◆ Requests ◆
• a. Name each thing that posters in the punch bait thread say they use to push a hook into the bait.
• b. Write a two-sentence summary of the punch bait thread.

◆ Excerpt to read ◆
· · · · ·

# Punch bait punch tip



## dorsalfin (Feb 27, 2013)

Who among us does not have aluminum poles from various tents, and such not doing anything right now? Cut about a 12" piece, flatten one inch of one end, file a v-notch to catch one of the hooks on a treble and it works great for punch bait. Easy to clean up, just vigorously swish in the water and store it. I carry a couple just in case. Works great.


----------



## rcxdm40 (Aug 1, 2013)

Good idea, I use a seasoned dowl rod.


----------



## Ducktracker (Aug 1, 2011)

Great ideal! I use gutter nails.


----------



## ATX 4x4 (Jun 25, 2011)

Nice! I use paint stir sticks.


----------



## Spooley (Feb 24, 2013)

Brilliant! I have been using an old pair of needle nosed pliers.


----------



## CrazyBass (May 1, 2013)

what is Punch Bait?


----------



## rcxdm40 (Aug 1, 2013)

CrazyBass said:


> what is Punch Bait?


For catfish, stink bait that you "punch" your hook in and pull it out.


----------



## Sunbeam (Feb 24, 2009)

I just use my finger.
Works OK. And it did stop me from biting my nails.


----------



## CrazyBass (May 1, 2013)

How do you make Punch Bait?


----------



## fishin_envy (Aug 13, 2010)

I end up with tons of broken folding canvas lawn chairs from the ball field. I just cut off a piece of the metal tubing that the frame is made of and flatten the end with a hammer. When it gets nasty, into the trash it goes. New one is ready and waiting. Anyone need some old broken chairs ?


----------



## CrazyBass (May 1, 2013)

Okay I went to YouTube and found out what Punch bait is. I will be out This weekend trying it out.


----------



## obiewan57 (Sep 14, 2005)

· · · · ·

(Stored dataset items)
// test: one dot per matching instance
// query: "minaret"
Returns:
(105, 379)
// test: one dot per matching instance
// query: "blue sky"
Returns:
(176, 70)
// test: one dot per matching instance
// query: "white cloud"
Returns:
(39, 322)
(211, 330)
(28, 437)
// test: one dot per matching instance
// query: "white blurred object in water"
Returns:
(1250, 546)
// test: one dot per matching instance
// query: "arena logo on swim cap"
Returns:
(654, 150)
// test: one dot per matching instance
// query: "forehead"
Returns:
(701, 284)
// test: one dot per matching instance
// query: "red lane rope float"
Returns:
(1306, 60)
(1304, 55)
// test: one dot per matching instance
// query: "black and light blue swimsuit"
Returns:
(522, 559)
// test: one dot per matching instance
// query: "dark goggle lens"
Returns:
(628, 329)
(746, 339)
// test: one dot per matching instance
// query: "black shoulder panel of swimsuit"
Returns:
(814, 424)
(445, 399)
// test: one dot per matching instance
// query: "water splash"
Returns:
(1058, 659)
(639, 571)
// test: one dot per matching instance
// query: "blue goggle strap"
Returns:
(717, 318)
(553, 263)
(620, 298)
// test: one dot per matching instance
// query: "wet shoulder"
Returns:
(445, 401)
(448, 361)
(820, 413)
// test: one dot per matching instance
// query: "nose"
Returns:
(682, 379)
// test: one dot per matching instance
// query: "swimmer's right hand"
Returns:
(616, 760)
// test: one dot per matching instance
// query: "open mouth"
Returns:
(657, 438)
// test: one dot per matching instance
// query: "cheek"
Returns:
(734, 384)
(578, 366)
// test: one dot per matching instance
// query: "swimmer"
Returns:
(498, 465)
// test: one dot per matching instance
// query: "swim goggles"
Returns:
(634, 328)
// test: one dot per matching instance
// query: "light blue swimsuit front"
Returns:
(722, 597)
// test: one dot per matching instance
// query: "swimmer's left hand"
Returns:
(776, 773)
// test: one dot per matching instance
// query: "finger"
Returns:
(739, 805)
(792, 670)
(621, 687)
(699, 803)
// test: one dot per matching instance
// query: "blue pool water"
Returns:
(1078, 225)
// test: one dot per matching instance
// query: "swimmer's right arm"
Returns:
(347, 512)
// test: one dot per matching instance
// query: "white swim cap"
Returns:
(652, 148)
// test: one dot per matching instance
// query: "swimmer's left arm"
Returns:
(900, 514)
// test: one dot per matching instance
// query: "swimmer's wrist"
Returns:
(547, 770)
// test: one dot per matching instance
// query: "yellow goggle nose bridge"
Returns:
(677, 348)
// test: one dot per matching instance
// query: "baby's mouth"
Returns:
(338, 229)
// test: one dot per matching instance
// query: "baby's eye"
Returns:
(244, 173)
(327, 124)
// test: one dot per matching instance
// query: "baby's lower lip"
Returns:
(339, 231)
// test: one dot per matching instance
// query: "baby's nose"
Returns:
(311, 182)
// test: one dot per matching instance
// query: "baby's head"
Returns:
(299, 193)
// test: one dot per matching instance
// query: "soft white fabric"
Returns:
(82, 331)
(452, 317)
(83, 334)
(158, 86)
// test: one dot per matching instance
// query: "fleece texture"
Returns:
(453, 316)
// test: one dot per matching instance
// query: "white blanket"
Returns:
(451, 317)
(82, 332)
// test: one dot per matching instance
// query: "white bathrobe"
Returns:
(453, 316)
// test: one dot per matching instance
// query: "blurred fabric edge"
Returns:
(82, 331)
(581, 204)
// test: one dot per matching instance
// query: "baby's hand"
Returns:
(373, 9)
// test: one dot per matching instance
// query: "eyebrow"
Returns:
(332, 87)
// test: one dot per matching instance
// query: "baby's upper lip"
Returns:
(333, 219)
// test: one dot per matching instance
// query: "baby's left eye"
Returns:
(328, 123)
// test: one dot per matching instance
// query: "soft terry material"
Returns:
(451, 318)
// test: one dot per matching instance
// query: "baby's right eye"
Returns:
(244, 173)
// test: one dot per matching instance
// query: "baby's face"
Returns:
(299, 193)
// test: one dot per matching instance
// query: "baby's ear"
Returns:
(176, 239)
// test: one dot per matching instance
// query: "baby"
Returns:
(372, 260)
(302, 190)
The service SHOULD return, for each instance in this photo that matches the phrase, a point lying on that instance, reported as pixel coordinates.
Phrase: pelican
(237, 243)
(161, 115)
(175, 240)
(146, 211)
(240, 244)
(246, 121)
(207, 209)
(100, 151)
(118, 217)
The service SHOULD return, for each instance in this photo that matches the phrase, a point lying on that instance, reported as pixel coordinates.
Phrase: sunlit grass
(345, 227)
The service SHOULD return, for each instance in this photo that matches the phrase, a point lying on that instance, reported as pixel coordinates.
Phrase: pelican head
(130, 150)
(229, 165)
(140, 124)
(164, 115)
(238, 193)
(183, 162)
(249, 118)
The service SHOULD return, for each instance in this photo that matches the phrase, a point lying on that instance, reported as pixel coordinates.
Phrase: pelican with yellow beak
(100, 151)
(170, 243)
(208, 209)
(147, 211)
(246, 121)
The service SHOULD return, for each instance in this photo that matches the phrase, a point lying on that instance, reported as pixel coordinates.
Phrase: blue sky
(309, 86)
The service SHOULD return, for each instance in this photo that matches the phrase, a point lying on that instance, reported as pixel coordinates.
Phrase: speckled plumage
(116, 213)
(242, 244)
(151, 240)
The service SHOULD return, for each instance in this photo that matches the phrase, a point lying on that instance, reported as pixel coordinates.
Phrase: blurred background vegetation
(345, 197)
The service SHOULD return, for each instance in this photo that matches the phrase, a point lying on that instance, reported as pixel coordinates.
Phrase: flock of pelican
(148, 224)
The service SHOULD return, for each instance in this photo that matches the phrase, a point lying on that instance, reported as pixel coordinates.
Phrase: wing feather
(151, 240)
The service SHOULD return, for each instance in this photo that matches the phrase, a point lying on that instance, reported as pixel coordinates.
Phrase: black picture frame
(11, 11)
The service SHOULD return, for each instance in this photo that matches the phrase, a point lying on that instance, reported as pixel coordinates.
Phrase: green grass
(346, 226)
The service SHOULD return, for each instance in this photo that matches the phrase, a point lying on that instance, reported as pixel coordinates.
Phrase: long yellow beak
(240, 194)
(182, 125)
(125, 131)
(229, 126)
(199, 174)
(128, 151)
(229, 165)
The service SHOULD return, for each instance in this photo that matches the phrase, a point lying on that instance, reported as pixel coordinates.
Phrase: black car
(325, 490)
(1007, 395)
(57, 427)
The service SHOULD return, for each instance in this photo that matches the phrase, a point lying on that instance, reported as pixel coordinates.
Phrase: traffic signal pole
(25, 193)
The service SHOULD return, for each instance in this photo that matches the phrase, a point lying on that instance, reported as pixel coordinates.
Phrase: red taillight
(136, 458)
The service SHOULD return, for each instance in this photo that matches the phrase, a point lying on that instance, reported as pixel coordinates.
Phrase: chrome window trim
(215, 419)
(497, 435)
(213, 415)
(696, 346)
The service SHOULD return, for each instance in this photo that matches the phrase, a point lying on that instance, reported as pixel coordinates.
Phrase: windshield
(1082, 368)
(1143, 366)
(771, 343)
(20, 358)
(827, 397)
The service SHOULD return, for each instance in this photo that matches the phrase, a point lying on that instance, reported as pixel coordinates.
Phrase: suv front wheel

· · · · ·

◆ Answers for the exercise ◆
• a.
- A roughly 12-inch piece of aluminum tent pole with a flattened, v-notched end
- A seasoned dowl rod
- Gutter nails
- Paint stir sticks
- An old pair of needle nosed pliers
- A finger
- A piece of metal tubing from a broken folding lawn chair, flattened at the end

• b. One poster suggests cutting about a 12-inch piece of aluminum tent pole, flattening one end and filing a v-notch to catch a treble hook for punch bait, which another poster describes as catfish stink bait that you punch your hook into and pull out. Others name what they use instead, including a rod, gutter nails, paint stir sticks, needle nosed pliers, a finger, and flattened tubing from broken lawn chairs.